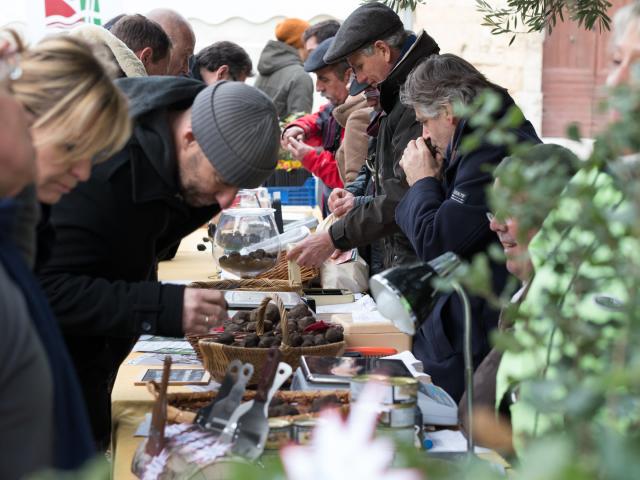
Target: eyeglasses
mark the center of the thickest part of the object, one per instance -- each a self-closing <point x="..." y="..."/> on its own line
<point x="9" y="63"/>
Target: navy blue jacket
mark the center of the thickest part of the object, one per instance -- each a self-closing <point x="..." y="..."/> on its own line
<point x="450" y="215"/>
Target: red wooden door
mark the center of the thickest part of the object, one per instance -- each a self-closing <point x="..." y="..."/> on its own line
<point x="574" y="70"/>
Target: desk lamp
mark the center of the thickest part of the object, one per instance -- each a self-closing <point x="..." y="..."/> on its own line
<point x="406" y="294"/>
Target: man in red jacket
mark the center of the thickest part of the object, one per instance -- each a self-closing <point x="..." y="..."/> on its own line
<point x="314" y="139"/>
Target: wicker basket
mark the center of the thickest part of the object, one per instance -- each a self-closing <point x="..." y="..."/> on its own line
<point x="281" y="271"/>
<point x="216" y="356"/>
<point x="254" y="284"/>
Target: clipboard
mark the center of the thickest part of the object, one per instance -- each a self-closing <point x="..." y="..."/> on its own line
<point x="182" y="376"/>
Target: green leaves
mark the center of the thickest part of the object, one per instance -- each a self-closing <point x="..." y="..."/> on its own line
<point x="527" y="16"/>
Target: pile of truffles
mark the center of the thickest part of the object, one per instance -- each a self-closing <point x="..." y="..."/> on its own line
<point x="304" y="331"/>
<point x="251" y="264"/>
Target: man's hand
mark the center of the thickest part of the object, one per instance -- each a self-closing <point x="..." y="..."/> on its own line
<point x="203" y="310"/>
<point x="340" y="201"/>
<point x="418" y="162"/>
<point x="313" y="250"/>
<point x="289" y="133"/>
<point x="299" y="149"/>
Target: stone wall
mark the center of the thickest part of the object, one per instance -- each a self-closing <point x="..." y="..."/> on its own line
<point x="457" y="27"/>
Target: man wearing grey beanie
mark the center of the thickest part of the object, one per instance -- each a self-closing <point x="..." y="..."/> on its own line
<point x="192" y="148"/>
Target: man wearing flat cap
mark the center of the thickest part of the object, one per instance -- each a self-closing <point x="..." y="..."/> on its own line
<point x="188" y="155"/>
<point x="373" y="40"/>
<point x="332" y="142"/>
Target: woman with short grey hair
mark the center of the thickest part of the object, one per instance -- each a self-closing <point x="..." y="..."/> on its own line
<point x="444" y="210"/>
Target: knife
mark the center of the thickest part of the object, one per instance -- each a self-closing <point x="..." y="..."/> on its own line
<point x="222" y="410"/>
<point x="253" y="427"/>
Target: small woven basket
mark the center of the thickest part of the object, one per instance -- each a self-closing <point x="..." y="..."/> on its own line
<point x="216" y="356"/>
<point x="281" y="271"/>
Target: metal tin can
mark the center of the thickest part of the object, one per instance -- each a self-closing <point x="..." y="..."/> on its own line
<point x="279" y="434"/>
<point x="397" y="389"/>
<point x="399" y="415"/>
<point x="406" y="435"/>
<point x="303" y="430"/>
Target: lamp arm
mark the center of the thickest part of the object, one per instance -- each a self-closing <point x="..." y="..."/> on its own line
<point x="468" y="360"/>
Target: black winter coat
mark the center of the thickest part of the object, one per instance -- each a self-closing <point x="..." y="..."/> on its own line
<point x="375" y="219"/>
<point x="450" y="215"/>
<point x="101" y="276"/>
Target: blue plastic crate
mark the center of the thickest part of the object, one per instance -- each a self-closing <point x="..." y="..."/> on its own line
<point x="304" y="195"/>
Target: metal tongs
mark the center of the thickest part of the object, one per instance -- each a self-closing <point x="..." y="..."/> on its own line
<point x="251" y="428"/>
<point x="222" y="408"/>
<point x="230" y="377"/>
<point x="156" y="441"/>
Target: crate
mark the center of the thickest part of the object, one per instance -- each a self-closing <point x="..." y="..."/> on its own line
<point x="304" y="195"/>
<point x="288" y="178"/>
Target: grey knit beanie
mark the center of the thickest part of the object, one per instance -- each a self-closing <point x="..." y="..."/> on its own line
<point x="237" y="128"/>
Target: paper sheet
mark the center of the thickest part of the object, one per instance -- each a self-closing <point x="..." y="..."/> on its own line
<point x="168" y="347"/>
<point x="450" y="441"/>
<point x="157" y="359"/>
<point x="364" y="310"/>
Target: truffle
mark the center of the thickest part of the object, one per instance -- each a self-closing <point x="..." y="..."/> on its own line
<point x="225" y="338"/>
<point x="251" y="340"/>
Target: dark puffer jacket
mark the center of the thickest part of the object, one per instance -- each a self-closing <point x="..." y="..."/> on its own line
<point x="450" y="215"/>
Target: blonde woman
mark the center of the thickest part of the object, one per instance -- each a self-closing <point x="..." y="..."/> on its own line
<point x="76" y="117"/>
<point x="79" y="116"/>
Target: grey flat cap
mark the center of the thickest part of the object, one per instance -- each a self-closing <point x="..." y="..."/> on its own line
<point x="237" y="128"/>
<point x="368" y="23"/>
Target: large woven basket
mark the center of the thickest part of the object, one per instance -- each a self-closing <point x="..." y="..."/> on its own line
<point x="281" y="271"/>
<point x="253" y="284"/>
<point x="183" y="406"/>
<point x="216" y="356"/>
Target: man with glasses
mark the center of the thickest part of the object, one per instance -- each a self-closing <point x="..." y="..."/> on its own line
<point x="445" y="208"/>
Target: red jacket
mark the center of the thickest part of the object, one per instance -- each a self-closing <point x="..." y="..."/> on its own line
<point x="322" y="163"/>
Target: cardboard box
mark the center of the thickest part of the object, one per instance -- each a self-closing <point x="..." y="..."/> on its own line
<point x="374" y="334"/>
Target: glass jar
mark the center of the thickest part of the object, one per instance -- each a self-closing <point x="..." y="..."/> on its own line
<point x="252" y="198"/>
<point x="246" y="241"/>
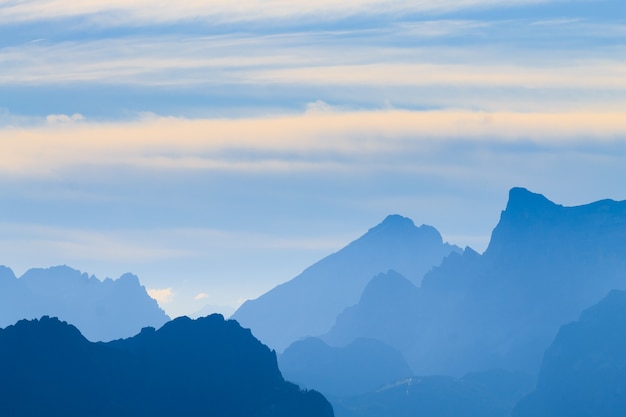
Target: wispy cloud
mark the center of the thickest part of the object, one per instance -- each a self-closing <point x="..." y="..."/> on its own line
<point x="143" y="11"/>
<point x="311" y="141"/>
<point x="162" y="295"/>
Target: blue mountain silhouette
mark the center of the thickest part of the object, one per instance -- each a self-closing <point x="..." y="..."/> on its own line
<point x="583" y="373"/>
<point x="308" y="304"/>
<point x="102" y="310"/>
<point x="204" y="367"/>
<point x="545" y="263"/>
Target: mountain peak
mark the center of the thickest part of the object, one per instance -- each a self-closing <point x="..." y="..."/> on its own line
<point x="396" y="220"/>
<point x="520" y="199"/>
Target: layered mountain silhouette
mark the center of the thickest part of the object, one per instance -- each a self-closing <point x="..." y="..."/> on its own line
<point x="483" y="394"/>
<point x="204" y="367"/>
<point x="584" y="371"/>
<point x="102" y="310"/>
<point x="309" y="304"/>
<point x="500" y="310"/>
<point x="362" y="366"/>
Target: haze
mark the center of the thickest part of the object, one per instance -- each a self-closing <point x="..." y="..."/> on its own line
<point x="216" y="151"/>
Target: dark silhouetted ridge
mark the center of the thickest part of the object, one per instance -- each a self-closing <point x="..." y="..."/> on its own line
<point x="206" y="367"/>
<point x="584" y="371"/>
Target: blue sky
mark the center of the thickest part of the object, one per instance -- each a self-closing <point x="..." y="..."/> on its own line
<point x="217" y="148"/>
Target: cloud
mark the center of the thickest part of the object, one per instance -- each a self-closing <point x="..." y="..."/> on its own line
<point x="64" y="118"/>
<point x="325" y="141"/>
<point x="163" y="296"/>
<point x="138" y="12"/>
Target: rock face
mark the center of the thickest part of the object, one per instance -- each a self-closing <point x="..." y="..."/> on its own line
<point x="308" y="304"/>
<point x="102" y="310"/>
<point x="187" y="368"/>
<point x="584" y="371"/>
<point x="362" y="366"/>
<point x="544" y="265"/>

* * *

◆ ABOUT THIS EXERCISE
All pictures are to be skipped; the lines from the first line of the records through the line containing "Target: man's hand" are to be repeated exactly, both ends included.

◆ RESPONSE TO THIS EXERCISE
Target: eyeglasses
mark the center of the thickest part of the object, one per instance -- each a self-closing <point x="..." y="..."/> on its own line
<point x="9" y="63"/>
Target: navy blue jacket
mark the center of the thickest part of the object, one per instance -- each a self-closing <point x="..." y="..."/> on its own line
<point x="450" y="215"/>
Target: red wooden door
mark the center of the thickest part of the object, one per instance -- each a self-closing <point x="..." y="..."/> on its own line
<point x="574" y="70"/>
Target: desk lamp
mark the center of the thickest part of the object, one per instance -- each a self-closing <point x="..." y="..."/> on its own line
<point x="406" y="294"/>
Target: man in red jacket
mark the center of the thickest part of the object, one per instance -- each a self-closing <point x="..." y="..."/> on its own line
<point x="314" y="139"/>
Target: wicker basket
mark the center of the thickest part of the object, one per instance -- each a self-closing <point x="..." y="..."/> on its own line
<point x="281" y="271"/>
<point x="216" y="356"/>
<point x="254" y="284"/>
Target: clipboard
mark the center of the thickest part of the object, one per instance -- each a self-closing <point x="..." y="..."/> on its own line
<point x="182" y="376"/>
Target: green leaves
mark the center of the thickest part of the object, one per instance -- each a self-closing <point x="..." y="..."/> on its own line
<point x="527" y="16"/>
Target: pile of truffles
mark the center of the thickest part of the object, one per instance -- each a self-closing <point x="..." y="..."/> on its own line
<point x="304" y="331"/>
<point x="251" y="264"/>
Target: man's hand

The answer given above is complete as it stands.